WHAT YOU ARE ASKED TO DO: Go through the listing and write out all of it exactly.

INFORMATION GIVEN:
--------

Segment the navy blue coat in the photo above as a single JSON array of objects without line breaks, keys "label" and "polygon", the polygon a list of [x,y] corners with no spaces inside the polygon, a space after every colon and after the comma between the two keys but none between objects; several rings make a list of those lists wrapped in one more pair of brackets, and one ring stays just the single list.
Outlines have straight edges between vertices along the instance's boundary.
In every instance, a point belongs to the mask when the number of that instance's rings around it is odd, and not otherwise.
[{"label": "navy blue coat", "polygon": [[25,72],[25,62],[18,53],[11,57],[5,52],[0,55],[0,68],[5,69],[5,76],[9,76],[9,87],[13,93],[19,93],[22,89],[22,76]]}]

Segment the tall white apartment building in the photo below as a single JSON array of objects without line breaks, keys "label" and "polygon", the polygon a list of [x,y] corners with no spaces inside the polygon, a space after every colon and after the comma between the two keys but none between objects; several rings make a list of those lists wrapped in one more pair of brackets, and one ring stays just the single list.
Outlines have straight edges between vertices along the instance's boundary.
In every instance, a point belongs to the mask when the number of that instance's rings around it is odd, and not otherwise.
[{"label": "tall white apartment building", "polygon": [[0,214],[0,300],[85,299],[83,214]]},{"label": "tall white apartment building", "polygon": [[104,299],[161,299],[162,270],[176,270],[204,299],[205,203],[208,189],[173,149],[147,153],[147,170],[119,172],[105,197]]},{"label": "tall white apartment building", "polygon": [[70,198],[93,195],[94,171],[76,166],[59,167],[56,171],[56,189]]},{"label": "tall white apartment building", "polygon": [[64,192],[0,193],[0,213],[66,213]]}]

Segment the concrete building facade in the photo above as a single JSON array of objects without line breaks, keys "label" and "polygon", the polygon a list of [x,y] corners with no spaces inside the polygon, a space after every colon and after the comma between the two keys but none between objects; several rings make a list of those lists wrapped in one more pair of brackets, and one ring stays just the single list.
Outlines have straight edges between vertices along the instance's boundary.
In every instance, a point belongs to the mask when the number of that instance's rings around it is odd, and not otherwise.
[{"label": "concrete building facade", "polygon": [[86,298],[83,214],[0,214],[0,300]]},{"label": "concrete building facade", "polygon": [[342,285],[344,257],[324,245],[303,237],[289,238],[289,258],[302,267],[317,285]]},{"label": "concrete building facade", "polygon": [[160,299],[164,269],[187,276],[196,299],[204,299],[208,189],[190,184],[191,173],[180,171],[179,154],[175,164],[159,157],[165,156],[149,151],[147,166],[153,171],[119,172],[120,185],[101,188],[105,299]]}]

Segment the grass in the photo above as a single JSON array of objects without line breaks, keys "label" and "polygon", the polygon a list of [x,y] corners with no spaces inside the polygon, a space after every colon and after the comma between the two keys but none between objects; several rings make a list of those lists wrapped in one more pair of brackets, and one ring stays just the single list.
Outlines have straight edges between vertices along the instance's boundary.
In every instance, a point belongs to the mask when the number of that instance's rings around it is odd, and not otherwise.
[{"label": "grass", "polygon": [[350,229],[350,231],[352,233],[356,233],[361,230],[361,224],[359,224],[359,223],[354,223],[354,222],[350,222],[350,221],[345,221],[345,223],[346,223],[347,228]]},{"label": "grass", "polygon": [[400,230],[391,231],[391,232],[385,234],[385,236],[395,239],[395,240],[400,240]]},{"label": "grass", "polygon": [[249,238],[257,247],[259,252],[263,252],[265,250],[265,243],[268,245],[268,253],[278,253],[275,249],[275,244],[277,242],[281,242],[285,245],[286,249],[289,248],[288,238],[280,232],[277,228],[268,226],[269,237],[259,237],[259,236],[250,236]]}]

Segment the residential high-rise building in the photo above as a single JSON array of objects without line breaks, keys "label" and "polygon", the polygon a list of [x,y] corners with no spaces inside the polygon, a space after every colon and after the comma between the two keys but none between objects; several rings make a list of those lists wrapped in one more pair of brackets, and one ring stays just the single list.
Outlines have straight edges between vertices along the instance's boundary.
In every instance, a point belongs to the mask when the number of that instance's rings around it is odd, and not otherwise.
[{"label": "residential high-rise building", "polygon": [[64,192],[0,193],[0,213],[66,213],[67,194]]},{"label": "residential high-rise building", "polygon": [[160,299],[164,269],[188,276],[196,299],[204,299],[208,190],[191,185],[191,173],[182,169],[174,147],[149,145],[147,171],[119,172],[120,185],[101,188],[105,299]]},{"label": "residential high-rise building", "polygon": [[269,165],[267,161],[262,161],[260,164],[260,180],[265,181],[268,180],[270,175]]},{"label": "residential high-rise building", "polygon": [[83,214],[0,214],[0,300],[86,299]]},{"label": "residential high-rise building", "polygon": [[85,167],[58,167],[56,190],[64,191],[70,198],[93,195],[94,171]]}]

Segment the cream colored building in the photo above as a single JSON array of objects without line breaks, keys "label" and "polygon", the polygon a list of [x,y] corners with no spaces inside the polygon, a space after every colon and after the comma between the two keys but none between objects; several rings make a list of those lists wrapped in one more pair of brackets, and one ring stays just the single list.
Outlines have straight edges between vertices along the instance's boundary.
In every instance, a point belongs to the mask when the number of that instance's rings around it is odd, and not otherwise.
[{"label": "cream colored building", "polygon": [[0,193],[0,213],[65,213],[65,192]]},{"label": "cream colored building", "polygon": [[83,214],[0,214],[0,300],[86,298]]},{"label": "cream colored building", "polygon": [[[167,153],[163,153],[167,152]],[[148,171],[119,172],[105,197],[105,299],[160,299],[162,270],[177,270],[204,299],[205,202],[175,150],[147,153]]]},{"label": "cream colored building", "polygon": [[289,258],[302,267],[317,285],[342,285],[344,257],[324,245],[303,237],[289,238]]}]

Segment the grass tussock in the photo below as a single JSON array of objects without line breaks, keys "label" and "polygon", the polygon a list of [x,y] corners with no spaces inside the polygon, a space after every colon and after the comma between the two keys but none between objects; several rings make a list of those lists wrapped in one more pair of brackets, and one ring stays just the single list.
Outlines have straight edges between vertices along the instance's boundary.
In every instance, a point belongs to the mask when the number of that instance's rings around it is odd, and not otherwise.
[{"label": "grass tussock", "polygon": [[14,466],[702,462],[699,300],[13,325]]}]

--------

FINISHED ANSWER:
Segment the navy blue coat in the photo above as a single JSON array of objects without line breaks, keys "label" and "polygon", the polygon a list of [x,y] corners with no spaces inside the polygon, a space after every colon and after the comma between the two keys but none between objects; several rings make a list of those lists wrapped in one more pair of brackets, and one ring stays just the single list.
Outlines have straight edges between vertices along the instance's boundary.
In every instance, a point belongs to the mask when the number of that instance's rings around it is odd, and not otherwise.
[{"label": "navy blue coat", "polygon": [[25,72],[25,62],[18,53],[11,57],[5,52],[0,55],[0,68],[5,69],[5,76],[9,76],[9,87],[13,93],[19,93],[22,89],[22,76]]}]

Segment the tall white apartment building in the photo below as a single JSON array of objects without line breaks, keys "label" and "polygon", the polygon a list of [x,y] corners with no spaces inside the polygon, a space after every colon and after the comma between the two keys but none between objects; several rings make a list of those lists wrapped in one more pair of brackets, and one ring stays just the single list.
Outlines have straight edges between vertices along the instance's boundary.
In every instance, a point belongs to the mask when the number of that instance's rings around it is odd, and not otherwise.
[{"label": "tall white apartment building", "polygon": [[0,214],[0,300],[85,299],[83,214]]},{"label": "tall white apartment building", "polygon": [[104,299],[161,299],[162,270],[176,270],[204,299],[205,203],[208,189],[173,149],[147,153],[147,170],[119,172],[105,197]]},{"label": "tall white apartment building", "polygon": [[70,198],[93,195],[94,171],[76,166],[59,167],[56,171],[56,189]]},{"label": "tall white apartment building", "polygon": [[64,192],[0,193],[0,213],[66,213]]}]

Segment the concrete building facade in the photo above as a single JSON array of objects without line breaks, keys "label" and "polygon", the polygon a list of [x,y] corners with no spaces inside the polygon, a space after every colon and after the comma between the two keys but none between objects; several rings make a list of those lists wrapped in one more pair of brackets, and one ring stays just the single list.
Outlines have straight edges between vertices along the instance's boundary.
In every instance, a point belongs to the mask when the number of that instance's rings around it is odd, and not otherwise.
[{"label": "concrete building facade", "polygon": [[86,298],[83,214],[0,214],[0,300]]},{"label": "concrete building facade", "polygon": [[342,285],[344,257],[324,245],[303,237],[289,238],[289,258],[302,267],[317,285]]},{"label": "concrete building facade", "polygon": [[160,299],[164,269],[187,276],[196,299],[204,299],[208,189],[190,184],[191,173],[180,171],[179,154],[175,164],[159,157],[165,156],[149,151],[147,166],[153,171],[119,172],[120,185],[101,188],[105,299]]}]

Segment the grass in the photo above as a single JSON array of objects without line breaks, keys "label" and "polygon", the polygon a list of [x,y] corners with no spaces inside the polygon, a space after every colon and after the comma between the two keys but none between objects; several rings make a list of those lists wrapped in one more pair of brackets, and one ring stays just the single list.
Outlines have straight edges between vertices along the instance's boundary.
In every instance, a point belongs to the mask when the number of that instance's rings around it is odd, and not otherwise.
[{"label": "grass", "polygon": [[350,229],[350,231],[352,233],[356,233],[361,230],[361,224],[359,224],[359,223],[354,223],[354,222],[350,222],[350,221],[345,221],[345,223],[346,223],[347,228]]},{"label": "grass", "polygon": [[400,230],[391,231],[391,232],[385,234],[385,236],[395,239],[395,240],[400,240]]},{"label": "grass", "polygon": [[249,238],[257,247],[259,252],[263,252],[265,250],[265,243],[268,245],[268,253],[278,253],[275,249],[275,244],[277,242],[281,242],[285,245],[286,249],[289,248],[288,238],[280,232],[277,228],[268,226],[269,237],[259,237],[259,236],[250,236]]}]

Segment the residential high-rise building in the photo above as a single JSON array of objects without line breaks, keys "label" and "polygon", the polygon a list of [x,y] corners with no spaces inside the polygon, a space after every colon and after the comma between the two keys but none between objects; several rings make a list of those lists wrapped in one more pair of brackets, and one ring stays just the single list.
Outlines have straight edges between vertices along the instance's boundary.
In every instance, a point belongs to the mask when the number of that instance's rings around it is odd, and not otherwise.
[{"label": "residential high-rise building", "polygon": [[64,192],[0,193],[0,213],[66,213],[67,194]]},{"label": "residential high-rise building", "polygon": [[160,299],[164,269],[188,276],[196,299],[204,299],[208,190],[191,185],[191,173],[182,169],[174,147],[149,145],[147,171],[119,172],[120,185],[101,188],[105,299]]},{"label": "residential high-rise building", "polygon": [[269,165],[267,161],[262,161],[260,164],[260,180],[265,181],[268,180],[270,175]]},{"label": "residential high-rise building", "polygon": [[83,214],[0,214],[0,300],[86,299]]},{"label": "residential high-rise building", "polygon": [[85,167],[58,167],[56,190],[64,191],[70,198],[93,195],[94,171]]}]

Segment the cream colored building in the photo above as a single JSON array of objects without line breaks, keys "label" and "polygon", the polygon a list of [x,y] corners with no spaces inside the polygon, a space after every colon and after the comma between the two keys but none between objects; several rings make a list of those lists wrapped in one more pair of brackets, and one ring stays just the single list.
Outlines have straight edges between vertices along the instance's boundary.
In every instance, a point belongs to the mask when the number of that instance's rings around it is odd, and not otherwise.
[{"label": "cream colored building", "polygon": [[0,193],[0,213],[65,213],[65,192]]},{"label": "cream colored building", "polygon": [[83,214],[0,214],[0,300],[86,298]]},{"label": "cream colored building", "polygon": [[[167,153],[163,153],[167,152]],[[148,171],[119,172],[105,197],[105,299],[160,299],[162,270],[177,270],[204,299],[205,202],[175,150],[147,153]]]},{"label": "cream colored building", "polygon": [[289,258],[302,267],[317,285],[342,285],[344,257],[324,245],[303,237],[289,238]]}]

Segment the grass tussock in the photo below as a single JSON array of objects without line breaks, keys "label" and "polygon", the polygon a list of [x,y] corners with no spaces inside the polygon, a space after every colon and after the comma between the two keys but none between objects; several rings make a list of those lists wrapped in one more pair of brackets, and one ring stays just the single list.
Outlines have straight edges between vertices along the instance's boundary.
In every instance, a point belongs to the mask when the number of that instance's rings around it is odd, and not otherwise.
[{"label": "grass tussock", "polygon": [[14,466],[702,462],[699,300],[13,325]]}]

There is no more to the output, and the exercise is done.